Tasks and exercises
a) Translate this sentence from the essay on anti-Semitic violence into Spanish: "To imitate the actions of one’s oppressor is to become the oppressor."
b) Rewrite everything from "Dr. Clarence B." down to "a black man." in the essay on anti-Semitic violence, swapping "intruder" for "attacker".
c) In one to three sentences, explain why the essay on anti-Semitic violence says violence is ultimately weak, using the Dr. King quotation it gives.

Page extract

━━━━━━━━━━━━━━━━━━━━━━━━━━━━━━

Recently, while watching the news, I was saddened, like many Americans to hear of the Jersey City shooting, an incident of blatant anti-semitism against the orthodox Jewish community, in which two armed assailants stormed a kosher market killing four innocent people and losing their own lives. With the rise of hate crimes in America, I was saddened, but not surprised. But when it later came to my attention that the perpetrators of the violence were Black, I must admit that I was shocked. As the main recipients of America’s bigotry, we ought to know better. To imitate the actions of one’s oppressor is to become the oppressor. That was the brilliance of the American Civil Rights Movement led by a commitment to non-violence, for indeed, as Dr. King taught, “The ultimate weakness of violence is that it is a descending spiral, begetting the very thing it seeks to destroy. Instead of diminishing evil, it multiplies it.” 


Dr. Clarence B. Jones is the Director of The USF Institute for Nonviolence and Social Justice, and the former personal attorney and speechwriter to Rev. Dr. Martin Luther King, Jr.

Again, I woke up and heard the news: “An intruder with a large knife burst into the home of a Hasidic rabbi in a New York suburb on Saturday night, stabbing and wounding five people just as they were gathering to light candles for Hanukkah, officials and a witness said.”

I thought, “O no, not again! I hope the person who did this was not Black!” My shock turned to dismay when it was revealed that the machete-wielding intruder was indeed a black man.

━━━━━━━━━━━━━━━━━━━━━━━━━━━━━━

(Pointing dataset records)
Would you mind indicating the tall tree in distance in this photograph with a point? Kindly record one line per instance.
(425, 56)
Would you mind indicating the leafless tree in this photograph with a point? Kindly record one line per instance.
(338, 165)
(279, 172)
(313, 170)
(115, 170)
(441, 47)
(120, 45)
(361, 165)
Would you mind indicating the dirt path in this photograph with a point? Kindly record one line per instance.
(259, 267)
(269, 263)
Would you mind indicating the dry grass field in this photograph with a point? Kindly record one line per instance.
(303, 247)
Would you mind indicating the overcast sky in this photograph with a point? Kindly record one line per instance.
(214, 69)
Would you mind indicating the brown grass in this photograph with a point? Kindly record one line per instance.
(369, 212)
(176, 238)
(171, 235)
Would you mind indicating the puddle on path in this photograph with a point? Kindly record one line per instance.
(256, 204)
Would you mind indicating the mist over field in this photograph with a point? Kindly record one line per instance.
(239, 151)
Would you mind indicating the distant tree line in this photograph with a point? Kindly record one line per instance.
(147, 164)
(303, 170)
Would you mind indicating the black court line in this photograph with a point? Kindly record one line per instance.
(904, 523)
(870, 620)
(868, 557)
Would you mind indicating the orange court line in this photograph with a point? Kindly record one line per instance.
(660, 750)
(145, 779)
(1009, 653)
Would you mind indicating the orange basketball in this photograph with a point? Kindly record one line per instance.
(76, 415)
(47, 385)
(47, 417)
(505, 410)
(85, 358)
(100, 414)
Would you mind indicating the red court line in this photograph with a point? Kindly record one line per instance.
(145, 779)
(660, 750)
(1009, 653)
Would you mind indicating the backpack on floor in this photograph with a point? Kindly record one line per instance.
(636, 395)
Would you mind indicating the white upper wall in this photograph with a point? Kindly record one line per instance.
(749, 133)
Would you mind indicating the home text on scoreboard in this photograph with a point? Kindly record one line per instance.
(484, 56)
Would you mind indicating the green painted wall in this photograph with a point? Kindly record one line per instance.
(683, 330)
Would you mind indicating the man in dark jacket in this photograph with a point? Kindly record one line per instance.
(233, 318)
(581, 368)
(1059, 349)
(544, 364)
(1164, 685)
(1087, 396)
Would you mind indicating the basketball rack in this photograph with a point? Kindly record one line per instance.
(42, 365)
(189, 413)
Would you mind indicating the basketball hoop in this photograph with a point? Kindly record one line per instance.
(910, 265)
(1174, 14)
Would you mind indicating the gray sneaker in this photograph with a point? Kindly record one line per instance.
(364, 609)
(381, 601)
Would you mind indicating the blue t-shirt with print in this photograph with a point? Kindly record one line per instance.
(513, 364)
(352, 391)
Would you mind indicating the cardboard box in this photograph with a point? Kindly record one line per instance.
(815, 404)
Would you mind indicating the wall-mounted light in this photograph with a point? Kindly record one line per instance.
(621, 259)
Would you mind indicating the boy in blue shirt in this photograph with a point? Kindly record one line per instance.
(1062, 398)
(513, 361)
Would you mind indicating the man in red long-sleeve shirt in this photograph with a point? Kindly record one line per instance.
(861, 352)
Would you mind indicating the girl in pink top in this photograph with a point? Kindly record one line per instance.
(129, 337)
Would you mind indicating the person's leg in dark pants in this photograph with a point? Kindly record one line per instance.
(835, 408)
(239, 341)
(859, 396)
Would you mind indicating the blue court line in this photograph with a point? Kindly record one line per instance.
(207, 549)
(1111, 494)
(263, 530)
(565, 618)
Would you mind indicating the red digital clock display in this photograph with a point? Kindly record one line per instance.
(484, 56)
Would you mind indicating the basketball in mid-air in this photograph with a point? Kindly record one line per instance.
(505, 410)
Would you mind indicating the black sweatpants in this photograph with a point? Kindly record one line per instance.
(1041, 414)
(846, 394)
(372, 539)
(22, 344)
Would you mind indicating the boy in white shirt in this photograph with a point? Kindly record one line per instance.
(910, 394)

━━━━━━━━━━━━━━━━━━━━━━━━━━━━━━

Responses
a) Imitar las acciones del propio opresor es convertirse en el opresor.

b)
Dr. Clarence B. Jones is the Director of The USF Institute for Nonviolence and Social Justice, and the former personal attorney and speechwriter to Rev. Dr. Martin Luther King, Jr.

Again, I woke up and heard the news: “An attacker with a large knife burst into the home of a Hasidic rabbi in a New York suburb on Saturday night, stabbing and wounding five people just as they were gathering to light candles for Hanukkah, officials and a witness said.”

I thought, “O no, not again! I hope the person who did this was not Black!” My shock turned to dismay when it was revealed that the machete-wielding attacker was indeed a black man.

c) Violence is a descending spiral that begets the very thing it seeks to destroy. Instead of diminishing evil, it multiplies it.